* [ASSIGNED TASK] Copy the listing out in full. Keep every word as it is.

Start of Block

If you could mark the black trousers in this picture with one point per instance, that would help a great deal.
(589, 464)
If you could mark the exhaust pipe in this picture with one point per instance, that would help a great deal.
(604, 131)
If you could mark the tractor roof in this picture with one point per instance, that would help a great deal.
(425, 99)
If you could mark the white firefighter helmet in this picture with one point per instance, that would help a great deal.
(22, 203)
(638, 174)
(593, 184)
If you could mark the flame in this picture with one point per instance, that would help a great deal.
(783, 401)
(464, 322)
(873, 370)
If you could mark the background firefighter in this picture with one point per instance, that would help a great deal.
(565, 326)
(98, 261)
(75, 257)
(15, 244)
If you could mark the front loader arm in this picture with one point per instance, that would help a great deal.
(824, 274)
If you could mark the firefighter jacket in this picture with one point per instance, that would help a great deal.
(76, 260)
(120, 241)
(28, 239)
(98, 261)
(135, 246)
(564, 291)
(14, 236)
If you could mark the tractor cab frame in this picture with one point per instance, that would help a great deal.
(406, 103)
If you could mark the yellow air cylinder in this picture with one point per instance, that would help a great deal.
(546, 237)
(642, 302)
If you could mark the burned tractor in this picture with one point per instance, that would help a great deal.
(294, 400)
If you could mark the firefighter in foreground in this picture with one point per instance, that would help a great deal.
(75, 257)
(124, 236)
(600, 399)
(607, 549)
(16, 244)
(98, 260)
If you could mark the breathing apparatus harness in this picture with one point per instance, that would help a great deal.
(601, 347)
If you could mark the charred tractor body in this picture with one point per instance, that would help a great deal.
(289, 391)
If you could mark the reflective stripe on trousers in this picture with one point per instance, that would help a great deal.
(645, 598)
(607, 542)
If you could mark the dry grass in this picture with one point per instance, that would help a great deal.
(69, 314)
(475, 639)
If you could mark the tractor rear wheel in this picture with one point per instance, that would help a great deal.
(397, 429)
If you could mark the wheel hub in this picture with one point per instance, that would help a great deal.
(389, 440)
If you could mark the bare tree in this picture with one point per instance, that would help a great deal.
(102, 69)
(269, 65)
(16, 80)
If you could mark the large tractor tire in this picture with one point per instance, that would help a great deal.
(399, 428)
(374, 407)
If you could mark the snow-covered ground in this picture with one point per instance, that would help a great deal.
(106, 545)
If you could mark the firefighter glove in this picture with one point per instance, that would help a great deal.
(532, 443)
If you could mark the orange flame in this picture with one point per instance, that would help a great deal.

End of Block

* [ANSWER FOR THE TASK]
If you could mark the black trousers in this picture with one point per instance, that would help a great deal.
(589, 464)
If you could mark the exhaust pipe in this picture with one point per instance, that would help a great deal.
(604, 131)
If you could mark the tractor roof in this picture with one point per instance, that would help a great deal.
(425, 99)
If you could mark the white firefighter helmet in this picture with one point per instance, that would help a great deal.
(22, 203)
(638, 174)
(593, 184)
If you could mark the flame in this picture with one point per instance, that would help a great deal.
(783, 401)
(464, 322)
(873, 370)
If you could mark the background firefighter in this picture with one point per instance, that would help a great deal.
(565, 326)
(98, 261)
(75, 257)
(15, 244)
If you could mark the front loader arm in this picture with one point per instance, that would help a great deal.
(824, 274)
If you could mark the firefighter jacket in this picture with one point per instance, that would help a great deal.
(76, 260)
(120, 241)
(28, 239)
(98, 261)
(135, 246)
(564, 291)
(14, 236)
If you could mark the tractor cab frame in this picture with one point per instance, that would help a great deal.
(406, 103)
If you could mark the yellow air cylinder in this picture with one point per instance, that would help a great deal.
(546, 237)
(642, 302)
If you could mark the burned tractor in this picture with one point per instance, that would help a great deal.
(294, 400)
If you could mark the firefighter in foreground in this picture with one point per instance, that would help a great deal.
(75, 257)
(124, 236)
(600, 399)
(607, 549)
(16, 244)
(98, 260)
If you could mark the breathing apparatus harness in this picture with one point per instance, that would help a great deal.
(601, 347)
If you could mark the charred tractor body in this picture with one point per instance, that would help a great deal.
(289, 391)
If you could mark the reflective stripe on trousers in this picture with one point per instance, that would help a great deal.
(645, 598)
(607, 542)
If you could mark the dry grass in this picture with one point per instance, that would help a great deal.
(69, 314)
(475, 639)
If you could mark the tractor rear wheel in this picture with one point per instance, that would help a great deal.
(397, 429)
If you could mark the wheel hub in this picture with one point per instance, that would help a great deal.
(389, 440)
If you could mark the bare tree in this picture with one point per instance, that would help a great deal.
(102, 69)
(269, 65)
(16, 80)
If you could mark the large tractor tire in this picture with one point per instance, that would help a great deal.
(399, 428)
(374, 407)
If you could mark the snow-covered ground in this picture with one point per instance, that would help a great deal.
(106, 545)
If you could mark the firefighter glove in this picture with one point per instance, that would help a great deal.
(532, 443)
If you could mark the orange flame in this picture with one point per instance, that would help a great deal.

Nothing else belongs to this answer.